Render every line of the items below as a Markdown table with the columns Row and Line, numbering each row and leaving out blank lines.
#####
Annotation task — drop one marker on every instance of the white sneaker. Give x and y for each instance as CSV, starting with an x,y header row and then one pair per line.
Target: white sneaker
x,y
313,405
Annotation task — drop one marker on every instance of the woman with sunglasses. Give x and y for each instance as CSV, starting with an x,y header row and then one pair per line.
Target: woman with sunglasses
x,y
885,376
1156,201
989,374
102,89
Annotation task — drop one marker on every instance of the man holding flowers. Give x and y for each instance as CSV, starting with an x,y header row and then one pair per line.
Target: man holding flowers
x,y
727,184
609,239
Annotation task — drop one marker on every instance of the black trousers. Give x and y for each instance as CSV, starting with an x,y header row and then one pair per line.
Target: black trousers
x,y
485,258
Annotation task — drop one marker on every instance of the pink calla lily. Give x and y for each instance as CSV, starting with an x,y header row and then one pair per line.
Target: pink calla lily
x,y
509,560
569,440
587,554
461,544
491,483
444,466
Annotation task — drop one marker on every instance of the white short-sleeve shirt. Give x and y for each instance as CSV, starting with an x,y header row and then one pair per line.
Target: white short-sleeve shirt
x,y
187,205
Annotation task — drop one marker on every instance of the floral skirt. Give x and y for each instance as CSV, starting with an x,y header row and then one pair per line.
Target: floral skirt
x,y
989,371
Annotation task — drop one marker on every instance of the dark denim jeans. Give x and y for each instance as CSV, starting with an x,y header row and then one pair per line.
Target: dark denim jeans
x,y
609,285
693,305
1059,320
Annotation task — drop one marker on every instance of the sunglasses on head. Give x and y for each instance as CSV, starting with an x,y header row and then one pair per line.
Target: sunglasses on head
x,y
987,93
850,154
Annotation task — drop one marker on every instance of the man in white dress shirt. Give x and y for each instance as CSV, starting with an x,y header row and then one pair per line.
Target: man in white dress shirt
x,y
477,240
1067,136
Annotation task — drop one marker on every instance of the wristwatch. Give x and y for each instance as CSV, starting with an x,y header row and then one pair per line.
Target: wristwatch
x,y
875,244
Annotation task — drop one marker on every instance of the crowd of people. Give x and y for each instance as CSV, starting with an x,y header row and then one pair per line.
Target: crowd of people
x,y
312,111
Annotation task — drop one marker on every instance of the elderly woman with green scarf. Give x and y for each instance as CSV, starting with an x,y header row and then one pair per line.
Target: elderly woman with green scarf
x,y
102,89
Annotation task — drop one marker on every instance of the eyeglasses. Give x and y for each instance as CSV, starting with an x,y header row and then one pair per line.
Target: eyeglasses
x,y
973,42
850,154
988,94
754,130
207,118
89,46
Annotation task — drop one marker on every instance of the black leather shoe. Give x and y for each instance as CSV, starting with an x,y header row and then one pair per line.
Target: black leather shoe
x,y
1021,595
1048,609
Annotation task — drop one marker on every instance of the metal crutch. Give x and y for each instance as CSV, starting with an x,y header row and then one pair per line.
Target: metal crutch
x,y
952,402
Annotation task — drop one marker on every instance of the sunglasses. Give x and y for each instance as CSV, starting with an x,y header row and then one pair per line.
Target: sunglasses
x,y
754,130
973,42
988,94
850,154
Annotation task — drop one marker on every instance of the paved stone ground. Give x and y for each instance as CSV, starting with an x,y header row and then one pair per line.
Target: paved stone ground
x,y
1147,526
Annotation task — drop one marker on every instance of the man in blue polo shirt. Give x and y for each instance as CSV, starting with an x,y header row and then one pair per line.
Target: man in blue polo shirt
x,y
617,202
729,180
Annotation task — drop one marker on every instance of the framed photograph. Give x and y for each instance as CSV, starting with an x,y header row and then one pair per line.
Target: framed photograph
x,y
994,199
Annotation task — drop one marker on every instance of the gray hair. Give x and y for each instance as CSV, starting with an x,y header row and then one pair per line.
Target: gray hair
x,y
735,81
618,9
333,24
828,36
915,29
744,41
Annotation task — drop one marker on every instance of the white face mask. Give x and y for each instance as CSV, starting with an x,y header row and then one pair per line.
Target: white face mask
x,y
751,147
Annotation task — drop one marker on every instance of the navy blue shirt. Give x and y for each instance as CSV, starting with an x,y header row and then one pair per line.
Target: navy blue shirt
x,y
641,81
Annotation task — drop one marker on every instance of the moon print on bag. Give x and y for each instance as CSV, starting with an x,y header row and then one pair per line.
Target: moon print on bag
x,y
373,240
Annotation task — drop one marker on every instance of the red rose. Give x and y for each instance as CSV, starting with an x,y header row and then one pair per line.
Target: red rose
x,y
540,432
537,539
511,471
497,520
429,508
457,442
#####
Exercise response:
| Row | Line |
|---|---|
| 1 | Annotation task — drop one marker on every instance of the white sneaker. Give x and y for each instance as CSV, starting with an x,y header row and then one pair per line. |
| 2 | Target: white sneaker |
| 3 | x,y |
| 4 | 313,405 |
| 5 | Annotation task — drop one marker on every instance of the woman with sunglasses. Give x and y for each instance as CSV, starting with an x,y header row and then one pair per line. |
| 6 | Target: woman with sunglasses |
| 7 | x,y |
| 8 | 885,376 |
| 9 | 1156,201 |
| 10 | 989,374 |
| 11 | 102,89 |
| 12 | Annotation task — drop one marker on every instance of the man holding flowers. Give x and y for each instance as CSV, starting with an x,y header row and then one pair per line. |
| 13 | Target: man holding flowers |
| 14 | x,y |
| 15 | 727,184 |
| 16 | 609,239 |
| 17 | Annotation task — drop one marker on every instance of the black trousers. Give x and y for each instance as CSV, starting with an x,y header row and then one pair per line. |
| 18 | Target: black trousers |
| 19 | x,y |
| 20 | 485,258 |
| 21 | Annotation task — drop one marker on every instance of the pink calla lily. Give x and y for each instance as CSV, starting with an x,y header row and then one pair per line. |
| 22 | Target: pink calla lily |
| 23 | x,y |
| 24 | 509,560 |
| 25 | 569,440 |
| 26 | 587,554 |
| 27 | 461,544 |
| 28 | 491,483 |
| 29 | 444,466 |
| 30 | Annotation task — drop one marker on every instance of the white short-sleeve shirt. Give x and y for each instance as CSV, starting with an x,y header row and then one pair per line. |
| 31 | Target: white short-sleeve shirt |
| 32 | x,y |
| 33 | 187,205 |
| 34 | Annotation task — drop one marker on every instance of the floral skirt. Give x and y for each instance as CSV, starting with an x,y header row and then one pair per line. |
| 35 | Target: floral skirt |
| 36 | x,y |
| 37 | 989,371 |
| 38 | Annotation task — drop one marker on every instance of the dark denim jeans. Give x and y for each instance as CSV, starting with an x,y header row and then one pair per line. |
| 39 | Target: dark denim jeans |
| 40 | x,y |
| 41 | 609,285 |
| 42 | 693,305 |
| 43 | 1059,320 |
| 44 | Annotation task — drop one marker on every instance of the sunglasses on head. Give x and y for each instance as CSV, starting with an x,y header row and then one pair per line. |
| 45 | Target: sunglasses on head |
| 46 | x,y |
| 47 | 987,93 |
| 48 | 850,154 |
| 49 | Annotation task — drop one marker on every instance of the man in white dress shirt. Give x and y for each instance as CSV, starting with an x,y header row and then one pair per line. |
| 50 | Target: man in white dress shirt |
| 51 | x,y |
| 52 | 477,240 |
| 53 | 1067,136 |
| 54 | Annotation task — drop one marker on every instance of the wristwatch. Give x and y for each instance as CSV, starting with an x,y header row and then one pair per line. |
| 55 | Target: wristwatch |
| 56 | x,y |
| 57 | 875,244 |
| 58 | Annotation task — drop one marker on every instance of the crowd of people. Give x and y for each instance as CSV, starting with an x,y header row and then one pair per line. |
| 59 | Target: crowd of people |
| 60 | x,y |
| 61 | 312,111 |
| 62 | Annotation task — drop one marker on every instance of the elderly woman with green scarf. Give x and y for each instance as CSV, starting with an x,y header row and then one pair per line. |
| 63 | Target: elderly woman with green scarf |
| 64 | x,y |
| 65 | 102,89 |
| 66 | Annotation task — drop one marker on every instance of the eyeglasses. Give x and y for each instance as CSV, starting with an x,y header row and then one pair per line. |
| 67 | Target: eyeglasses |
| 68 | x,y |
| 69 | 973,42 |
| 70 | 850,154 |
| 71 | 988,94 |
| 72 | 754,130 |
| 73 | 207,118 |
| 74 | 89,46 |
| 75 | Annotation task — drop one marker on every instance of the black leather shoe. Give x and y for each instance as CSV, starting with an x,y header row and then one pair per line. |
| 76 | Target: black leather shoe |
| 77 | x,y |
| 78 | 1021,595 |
| 79 | 1048,609 |
| 80 | Annotation task — drop one marker on every instance of the metal crutch. Give x and y for each instance as CSV, starting with an x,y header row and then one pair per line. |
| 81 | Target: metal crutch |
| 82 | x,y |
| 83 | 952,402 |
| 84 | Annotation task — drop one marker on every instance of the sunglasses. Give x and y for each instance as CSV, starting with an x,y header row and then one pair per line. |
| 85 | Target: sunglasses |
| 86 | x,y |
| 87 | 754,130 |
| 88 | 973,42 |
| 89 | 988,94 |
| 90 | 850,154 |
| 91 | Annotation task — drop one marker on every instance of the paved stone ground. Give x and y for each instance as CSV, starting with an x,y header row and then one pair per line. |
| 92 | Target: paved stone ground |
| 93 | x,y |
| 94 | 1147,526 |
| 95 | Annotation task — drop one marker on every instance of the man in blue polo shirt. Give x and y for each instance as CSV, starting with an x,y header row and then one pair per line. |
| 96 | Target: man in blue polo shirt |
| 97 | x,y |
| 98 | 617,202 |
| 99 | 729,180 |
| 100 | Annotation task — drop one marker on every instance of the framed photograph. Give x and y for each instance as CSV, starting with an x,y header row and then one pair per line. |
| 101 | Target: framed photograph |
| 102 | x,y |
| 103 | 994,199 |
| 104 | Annotation task — drop one marker on every instance of the gray hair. Give x and y for each instance as CSV, starting with an x,y header row and then one pair per line. |
| 105 | Target: gray hair |
| 106 | x,y |
| 107 | 735,81 |
| 108 | 618,9 |
| 109 | 333,24 |
| 110 | 828,36 |
| 111 | 915,29 |
| 112 | 744,41 |
| 113 | Annotation task — drop one marker on every instance of the white face mask. Give x and y for each instance as CSV, starting with an x,y header row and then one pair per line. |
| 114 | Target: white face mask |
| 115 | x,y |
| 116 | 751,147 |
| 117 | Annotation task — drop one marker on every instance of the navy blue shirt. Give x and y for each instance as CSV, starting with an x,y header row and then one pair per line. |
| 118 | Target: navy blue shirt |
| 119 | x,y |
| 120 | 641,81 |
| 121 | Annotation task — drop one marker on every instance of the moon print on bag. Give x and y for each instance as CSV, starting with an x,y header row and then one pair per line. |
| 122 | Target: moon print on bag |
| 123 | x,y |
| 124 | 373,240 |
| 125 | Annotation task — drop one marker on every instance of the red rose. Give x and y for each instance as CSV, starting with an x,y header row and then one pair per line. |
| 126 | Target: red rose |
| 127 | x,y |
| 128 | 540,432 |
| 129 | 537,539 |
| 130 | 511,471 |
| 131 | 497,520 |
| 132 | 429,508 |
| 133 | 457,442 |